[Dataset entries Boundary: Start]
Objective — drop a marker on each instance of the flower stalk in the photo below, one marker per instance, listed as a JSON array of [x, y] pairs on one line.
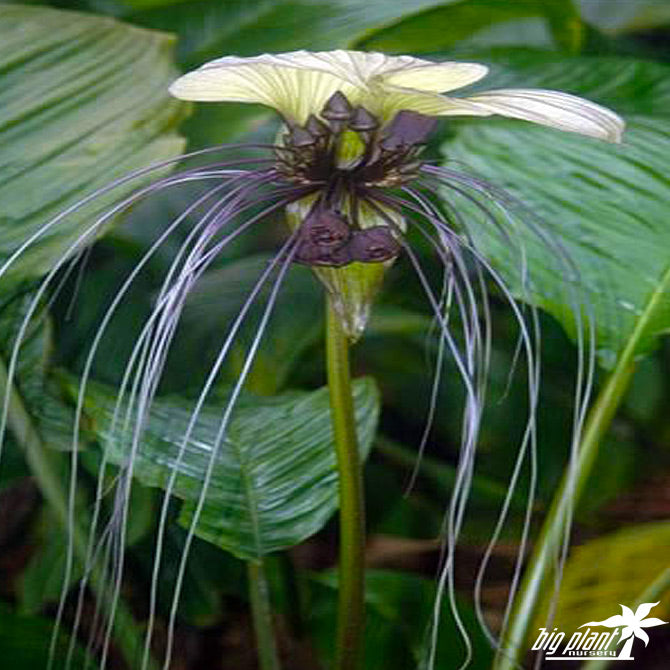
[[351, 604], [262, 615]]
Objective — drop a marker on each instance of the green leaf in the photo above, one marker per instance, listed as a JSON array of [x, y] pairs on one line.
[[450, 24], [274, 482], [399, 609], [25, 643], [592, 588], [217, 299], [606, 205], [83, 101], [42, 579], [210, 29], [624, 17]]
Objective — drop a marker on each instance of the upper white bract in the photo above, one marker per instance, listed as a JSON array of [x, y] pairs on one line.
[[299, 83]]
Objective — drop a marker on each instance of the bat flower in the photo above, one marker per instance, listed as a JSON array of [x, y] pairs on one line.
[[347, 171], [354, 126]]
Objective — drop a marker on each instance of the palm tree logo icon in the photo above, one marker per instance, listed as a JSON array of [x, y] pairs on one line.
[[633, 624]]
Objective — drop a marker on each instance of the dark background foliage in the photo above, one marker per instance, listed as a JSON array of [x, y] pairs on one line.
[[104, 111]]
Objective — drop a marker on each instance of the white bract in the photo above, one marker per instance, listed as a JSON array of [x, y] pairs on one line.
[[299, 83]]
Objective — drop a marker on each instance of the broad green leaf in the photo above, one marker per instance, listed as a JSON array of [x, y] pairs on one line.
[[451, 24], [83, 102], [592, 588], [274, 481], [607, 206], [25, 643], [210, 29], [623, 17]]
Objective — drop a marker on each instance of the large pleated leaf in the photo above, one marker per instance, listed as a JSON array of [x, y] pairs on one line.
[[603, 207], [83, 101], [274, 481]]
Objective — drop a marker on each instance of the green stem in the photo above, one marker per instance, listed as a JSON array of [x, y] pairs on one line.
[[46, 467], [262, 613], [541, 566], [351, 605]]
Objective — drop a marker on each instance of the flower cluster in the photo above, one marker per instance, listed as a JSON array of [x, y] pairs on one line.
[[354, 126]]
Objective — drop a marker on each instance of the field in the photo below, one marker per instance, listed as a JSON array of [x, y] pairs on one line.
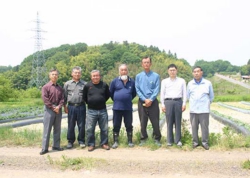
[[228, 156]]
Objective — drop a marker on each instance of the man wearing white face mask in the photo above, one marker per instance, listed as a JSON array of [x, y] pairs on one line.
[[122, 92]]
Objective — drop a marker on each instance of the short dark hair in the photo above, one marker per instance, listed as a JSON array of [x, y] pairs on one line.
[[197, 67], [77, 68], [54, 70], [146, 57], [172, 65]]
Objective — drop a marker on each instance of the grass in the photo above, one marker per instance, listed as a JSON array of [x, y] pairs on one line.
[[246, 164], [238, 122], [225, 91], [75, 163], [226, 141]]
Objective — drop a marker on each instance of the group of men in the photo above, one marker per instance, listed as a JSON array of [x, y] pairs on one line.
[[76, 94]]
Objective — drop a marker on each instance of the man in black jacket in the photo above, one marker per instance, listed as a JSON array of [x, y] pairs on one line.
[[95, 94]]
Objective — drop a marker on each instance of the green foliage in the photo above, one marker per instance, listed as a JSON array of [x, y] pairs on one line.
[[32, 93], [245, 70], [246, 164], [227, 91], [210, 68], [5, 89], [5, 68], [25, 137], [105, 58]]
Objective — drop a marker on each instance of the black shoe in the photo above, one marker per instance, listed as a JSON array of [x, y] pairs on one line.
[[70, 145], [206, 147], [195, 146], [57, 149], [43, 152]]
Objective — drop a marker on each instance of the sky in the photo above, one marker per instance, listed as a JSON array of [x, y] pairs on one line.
[Dataset entries Boundary: End]
** Problem to work on **
Copy the material verbatim. The pictures are not part of the copy.

** Your solution **
Objective — drop a marker on each instance of the flower stalk in the photo below, one marker per instance, listed as a JSON array of [x, y] pairs on one line.
[[351, 604], [262, 615]]
Objective — drop a marker on each instance of the green leaf in the photo above, one marker per instance, listed as a JSON array of [x, y] pairs on one line.
[[450, 24], [274, 482], [399, 609], [25, 643], [592, 588], [217, 299], [606, 205], [83, 101], [42, 579], [210, 29], [624, 17]]
Objective — drop a marker on each instance of the upper white bract in the photo above, one marker per instance, listed as a JSON array of [x, y] pairs on one line.
[[299, 83]]
Objective — drop a marker on each instance of the bat flower in the photo above, one marker per instance, listed as a JSON array of [x, y] pairs on one line.
[[347, 171], [354, 126]]
Objective — drop a marker on each instance of the palm tree logo icon in the photo above, one marker per instance, listed as a JSON array of [x, y] pairs on one line.
[[633, 624]]
Objective — drop a marker on each instance of the dark background foliage in the photo above, one marker per instance, listed as a JSON array of [x, y] pairs on one line.
[[104, 111]]
Objective — drop a marker on each instance of the white bract in the photo above, one marker per instance, listed as a JSON array of [x, y] pairs on one line.
[[299, 83]]
Objective — drop a marker on each instance of the broad green leaf in the photo above, one marker per instance, listed as a JSON array of [x, y] pairs on one line.
[[451, 24], [83, 102], [592, 588], [274, 481], [607, 206], [25, 643], [210, 29], [623, 17]]
Objective — drop a marker on each instance of the large pleated leaf in the photo above, one marker per instance, listed as a JSON array of [x, y] pairs on one line.
[[603, 207], [83, 101], [274, 481]]
Objective — drop a marker on each instance of the green stem in the photo above, one marker per instance, listed as a JSON array of [x, y] pairs on one line.
[[46, 467], [262, 613], [541, 566], [351, 605]]
Objective — drop a marker on each instance of the flower cluster in the photo above, one marker per instance, listed as a JSON array of [x, y] pairs on one line.
[[354, 126]]
Objective — drop a marker on each instance of the field in the photo below, one marker per instance, listed as a JSON array of [x, y] pairs on one line.
[[228, 156]]
Objective — drop a marker on each instance of the man wearing white face mask in the photo above, one marker per instance, listed as a JSON array of [x, y] pairs on one line.
[[122, 92]]
Objective — drop a marker on each instance of the short dark hair in the photo above, one marker per instance, listed as a JSON array of [x, y] pairs on one line.
[[197, 67], [77, 68], [54, 70], [146, 57], [172, 65]]
Objective — drop a marker on each instance of the grass in the photo above, one marker per instance, listed as a JSON array of [x, y] pairs on one line.
[[246, 164], [238, 122], [225, 91], [75, 163], [226, 141]]
Objective — drop a marker on each instance of the group of men in the photo above, one marker per instance, listed as a JSON array of [x, y] pairs on one line.
[[76, 94]]
Objective — drop a marker on each instance of the man in black jacket in the photo above, one marker per instance, listed as a JSON array of [x, y] pairs on one line.
[[95, 94]]
Objective — drop a marker on each instance of the green foliage in the photo above, one marker per instance, listed as a JSON array of [x, y] pairs on one line.
[[32, 93], [245, 70], [246, 164], [227, 91], [210, 68], [5, 89], [5, 68], [25, 137], [105, 58]]
Objective — drop a marker on each instance of the black shoe in the photo above, one marker per instance, listed as a JSON array of [x, y] pairs on one line.
[[70, 145], [206, 147], [195, 146], [57, 149], [43, 152]]
Objective — drop a marker on each instance of the sky in the photo above, one marker per instance, listed as a JSON array of [x, y] pairs on one line.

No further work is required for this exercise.